▶ [ENTRIES SHOWN]

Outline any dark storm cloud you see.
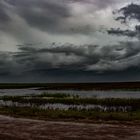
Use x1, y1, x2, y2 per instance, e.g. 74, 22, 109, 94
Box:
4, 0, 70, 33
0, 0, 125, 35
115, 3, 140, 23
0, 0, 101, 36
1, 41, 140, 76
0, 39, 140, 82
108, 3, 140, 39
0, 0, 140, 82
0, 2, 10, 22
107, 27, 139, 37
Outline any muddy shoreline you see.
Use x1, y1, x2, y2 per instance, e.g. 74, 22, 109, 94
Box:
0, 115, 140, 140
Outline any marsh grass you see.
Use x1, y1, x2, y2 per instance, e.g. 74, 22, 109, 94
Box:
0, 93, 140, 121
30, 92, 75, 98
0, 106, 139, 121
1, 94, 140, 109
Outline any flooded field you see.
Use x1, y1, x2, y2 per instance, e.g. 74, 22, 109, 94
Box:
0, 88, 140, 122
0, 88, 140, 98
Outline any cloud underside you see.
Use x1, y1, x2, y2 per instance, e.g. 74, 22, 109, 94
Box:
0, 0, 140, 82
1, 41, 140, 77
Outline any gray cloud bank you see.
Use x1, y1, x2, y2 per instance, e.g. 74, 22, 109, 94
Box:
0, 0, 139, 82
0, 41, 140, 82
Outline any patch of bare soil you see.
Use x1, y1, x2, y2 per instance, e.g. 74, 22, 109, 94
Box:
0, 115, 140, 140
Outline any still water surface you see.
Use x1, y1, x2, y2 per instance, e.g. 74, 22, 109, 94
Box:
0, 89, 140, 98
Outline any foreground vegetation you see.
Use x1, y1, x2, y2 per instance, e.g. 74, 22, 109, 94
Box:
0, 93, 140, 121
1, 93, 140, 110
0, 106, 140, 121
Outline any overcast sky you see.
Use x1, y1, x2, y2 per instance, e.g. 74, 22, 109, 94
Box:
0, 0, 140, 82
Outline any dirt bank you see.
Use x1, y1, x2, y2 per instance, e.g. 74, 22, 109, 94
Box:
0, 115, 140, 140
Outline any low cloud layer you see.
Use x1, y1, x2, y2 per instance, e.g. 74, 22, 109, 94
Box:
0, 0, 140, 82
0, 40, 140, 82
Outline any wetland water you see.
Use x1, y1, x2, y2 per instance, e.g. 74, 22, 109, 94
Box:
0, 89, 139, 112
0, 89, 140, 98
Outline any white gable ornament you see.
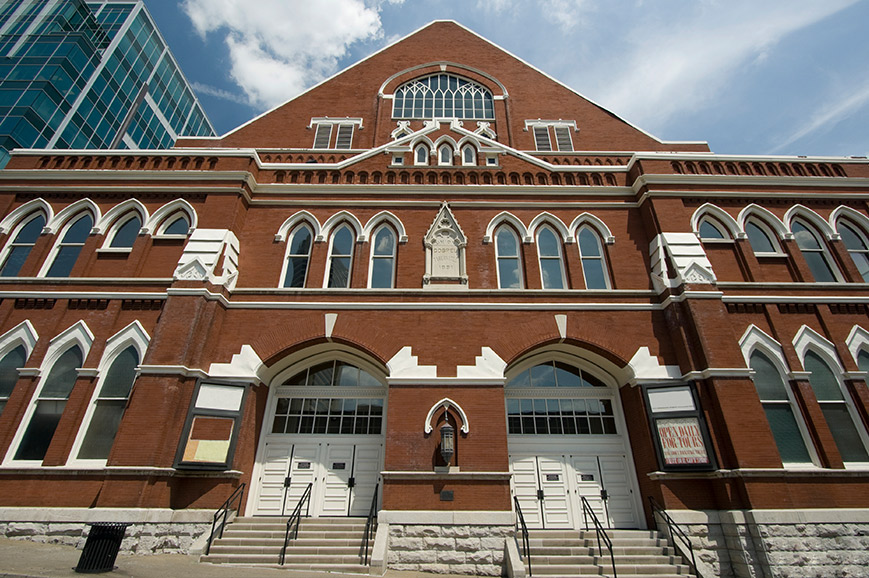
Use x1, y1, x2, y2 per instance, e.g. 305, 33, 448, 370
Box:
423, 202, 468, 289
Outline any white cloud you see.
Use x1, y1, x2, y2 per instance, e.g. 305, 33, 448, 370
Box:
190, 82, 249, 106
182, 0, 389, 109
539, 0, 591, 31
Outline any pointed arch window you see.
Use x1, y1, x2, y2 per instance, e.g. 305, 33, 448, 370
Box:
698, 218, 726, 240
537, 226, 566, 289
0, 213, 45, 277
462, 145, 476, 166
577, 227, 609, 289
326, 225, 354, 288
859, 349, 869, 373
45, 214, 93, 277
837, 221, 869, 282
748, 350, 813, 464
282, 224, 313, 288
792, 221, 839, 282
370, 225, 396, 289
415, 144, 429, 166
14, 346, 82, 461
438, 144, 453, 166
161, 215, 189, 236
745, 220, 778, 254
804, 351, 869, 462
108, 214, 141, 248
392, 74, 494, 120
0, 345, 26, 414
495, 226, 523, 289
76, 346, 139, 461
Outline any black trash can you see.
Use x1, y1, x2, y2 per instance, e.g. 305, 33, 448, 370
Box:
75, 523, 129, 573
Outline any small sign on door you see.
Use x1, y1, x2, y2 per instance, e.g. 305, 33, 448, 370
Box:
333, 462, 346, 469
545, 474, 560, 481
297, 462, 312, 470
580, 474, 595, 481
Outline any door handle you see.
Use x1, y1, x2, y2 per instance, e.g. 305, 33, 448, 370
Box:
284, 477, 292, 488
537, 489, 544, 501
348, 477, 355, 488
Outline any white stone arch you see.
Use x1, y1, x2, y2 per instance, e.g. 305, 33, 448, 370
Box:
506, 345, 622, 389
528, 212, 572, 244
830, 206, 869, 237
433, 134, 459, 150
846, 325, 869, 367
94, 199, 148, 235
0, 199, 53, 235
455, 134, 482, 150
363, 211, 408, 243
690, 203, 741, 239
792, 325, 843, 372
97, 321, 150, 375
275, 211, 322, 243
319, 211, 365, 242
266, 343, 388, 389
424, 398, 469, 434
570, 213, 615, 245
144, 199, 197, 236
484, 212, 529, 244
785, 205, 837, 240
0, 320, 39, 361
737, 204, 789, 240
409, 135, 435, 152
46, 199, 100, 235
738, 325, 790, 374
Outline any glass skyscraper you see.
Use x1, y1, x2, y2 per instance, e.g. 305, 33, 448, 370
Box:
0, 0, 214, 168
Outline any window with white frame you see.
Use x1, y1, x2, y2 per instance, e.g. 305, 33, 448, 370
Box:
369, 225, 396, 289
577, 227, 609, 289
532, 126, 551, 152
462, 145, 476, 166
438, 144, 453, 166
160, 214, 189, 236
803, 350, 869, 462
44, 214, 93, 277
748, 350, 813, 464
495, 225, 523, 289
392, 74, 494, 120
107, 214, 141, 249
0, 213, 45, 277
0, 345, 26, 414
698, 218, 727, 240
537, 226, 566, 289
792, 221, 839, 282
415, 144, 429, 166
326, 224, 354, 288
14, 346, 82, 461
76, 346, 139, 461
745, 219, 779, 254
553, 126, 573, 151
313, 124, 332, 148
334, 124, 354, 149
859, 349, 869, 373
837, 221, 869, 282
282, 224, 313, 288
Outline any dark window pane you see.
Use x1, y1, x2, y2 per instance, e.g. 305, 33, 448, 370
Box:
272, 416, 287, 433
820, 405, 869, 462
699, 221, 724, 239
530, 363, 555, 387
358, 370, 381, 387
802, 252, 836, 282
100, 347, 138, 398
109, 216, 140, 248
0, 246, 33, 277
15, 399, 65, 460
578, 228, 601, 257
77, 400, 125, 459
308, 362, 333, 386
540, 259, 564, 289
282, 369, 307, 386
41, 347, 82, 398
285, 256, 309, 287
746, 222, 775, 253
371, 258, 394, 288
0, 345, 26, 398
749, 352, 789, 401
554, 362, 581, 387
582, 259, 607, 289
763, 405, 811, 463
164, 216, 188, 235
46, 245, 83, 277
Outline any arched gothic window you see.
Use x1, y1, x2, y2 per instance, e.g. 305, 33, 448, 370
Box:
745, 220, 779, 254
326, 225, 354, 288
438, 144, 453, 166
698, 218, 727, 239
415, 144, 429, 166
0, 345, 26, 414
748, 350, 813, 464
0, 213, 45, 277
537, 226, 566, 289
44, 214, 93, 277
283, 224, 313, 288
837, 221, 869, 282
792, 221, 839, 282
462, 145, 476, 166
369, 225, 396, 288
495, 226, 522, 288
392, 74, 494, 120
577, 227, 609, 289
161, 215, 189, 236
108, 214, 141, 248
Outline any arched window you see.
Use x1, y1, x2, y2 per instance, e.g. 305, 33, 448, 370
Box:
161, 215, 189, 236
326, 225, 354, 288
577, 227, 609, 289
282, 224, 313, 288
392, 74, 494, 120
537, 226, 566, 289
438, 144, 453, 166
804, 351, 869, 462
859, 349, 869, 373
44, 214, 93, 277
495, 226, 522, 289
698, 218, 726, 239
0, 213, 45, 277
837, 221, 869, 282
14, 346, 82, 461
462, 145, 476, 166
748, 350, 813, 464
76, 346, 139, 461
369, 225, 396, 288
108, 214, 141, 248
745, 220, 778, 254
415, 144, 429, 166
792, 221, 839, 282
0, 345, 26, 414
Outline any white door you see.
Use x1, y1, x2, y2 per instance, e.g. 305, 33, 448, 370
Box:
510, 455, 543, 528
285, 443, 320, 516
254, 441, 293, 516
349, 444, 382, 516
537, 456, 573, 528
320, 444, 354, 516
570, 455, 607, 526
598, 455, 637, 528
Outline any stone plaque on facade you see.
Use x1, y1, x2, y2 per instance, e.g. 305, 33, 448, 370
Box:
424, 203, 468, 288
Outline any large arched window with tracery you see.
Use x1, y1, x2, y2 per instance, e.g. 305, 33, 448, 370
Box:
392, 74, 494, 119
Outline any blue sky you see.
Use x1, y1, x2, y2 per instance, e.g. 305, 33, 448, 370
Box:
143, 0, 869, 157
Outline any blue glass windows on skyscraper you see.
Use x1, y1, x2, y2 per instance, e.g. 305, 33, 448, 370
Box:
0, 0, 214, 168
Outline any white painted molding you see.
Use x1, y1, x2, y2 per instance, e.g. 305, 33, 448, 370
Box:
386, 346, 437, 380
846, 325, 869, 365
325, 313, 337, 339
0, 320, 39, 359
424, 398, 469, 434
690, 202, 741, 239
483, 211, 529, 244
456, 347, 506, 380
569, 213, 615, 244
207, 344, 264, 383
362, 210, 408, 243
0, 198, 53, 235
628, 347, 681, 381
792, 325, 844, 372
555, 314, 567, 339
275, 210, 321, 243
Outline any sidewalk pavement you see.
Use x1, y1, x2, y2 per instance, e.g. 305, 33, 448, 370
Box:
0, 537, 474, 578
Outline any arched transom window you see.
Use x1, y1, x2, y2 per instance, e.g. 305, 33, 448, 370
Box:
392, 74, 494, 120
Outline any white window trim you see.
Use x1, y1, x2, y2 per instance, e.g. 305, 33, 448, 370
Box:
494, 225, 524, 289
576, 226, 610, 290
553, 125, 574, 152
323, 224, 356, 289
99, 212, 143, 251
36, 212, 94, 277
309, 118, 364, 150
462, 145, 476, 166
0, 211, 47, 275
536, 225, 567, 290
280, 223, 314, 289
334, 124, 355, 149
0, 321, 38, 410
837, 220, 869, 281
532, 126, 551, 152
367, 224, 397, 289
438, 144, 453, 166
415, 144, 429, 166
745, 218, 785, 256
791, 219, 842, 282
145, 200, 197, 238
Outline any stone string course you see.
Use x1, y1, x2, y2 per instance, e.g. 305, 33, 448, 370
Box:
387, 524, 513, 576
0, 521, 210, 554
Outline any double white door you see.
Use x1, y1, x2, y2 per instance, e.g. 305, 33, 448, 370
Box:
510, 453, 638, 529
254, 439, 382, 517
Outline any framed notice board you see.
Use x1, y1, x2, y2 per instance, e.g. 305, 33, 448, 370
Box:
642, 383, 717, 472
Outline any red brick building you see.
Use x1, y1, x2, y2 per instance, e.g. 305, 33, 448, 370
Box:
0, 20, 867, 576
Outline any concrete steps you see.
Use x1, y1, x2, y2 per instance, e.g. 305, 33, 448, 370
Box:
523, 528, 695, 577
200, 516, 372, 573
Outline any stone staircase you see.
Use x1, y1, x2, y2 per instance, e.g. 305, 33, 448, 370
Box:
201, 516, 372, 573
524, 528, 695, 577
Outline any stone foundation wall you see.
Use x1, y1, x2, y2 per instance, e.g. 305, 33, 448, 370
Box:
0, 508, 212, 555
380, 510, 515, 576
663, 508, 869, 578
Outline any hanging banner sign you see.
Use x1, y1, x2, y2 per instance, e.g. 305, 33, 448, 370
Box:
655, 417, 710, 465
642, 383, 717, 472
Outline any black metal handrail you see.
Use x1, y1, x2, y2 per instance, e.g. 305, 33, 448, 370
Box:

▶ [THE PROBLEM] Nothing should appear in the answer except the lines from the first line of the data through the line holding "Outline any marsh grass you see.", exactly as written, with pictures left out.

▶ [RESULT]
Outline any dark storm cloud you see.
Use x1, y1, x2, y2 per instance, e.g. 74, 22, 109, 94
Box:
4, 0, 70, 33
0, 0, 125, 35
115, 3, 140, 23
0, 0, 101, 36
1, 41, 140, 76
0, 39, 140, 82
108, 3, 140, 39
0, 0, 140, 82
0, 2, 10, 22
107, 27, 139, 37
Outline any muddy shoreline you see.
Use x1, y1, x2, y2 per instance, e.g. 74, 22, 109, 94
Box:
0, 115, 140, 140
Outline any marsh grass you see.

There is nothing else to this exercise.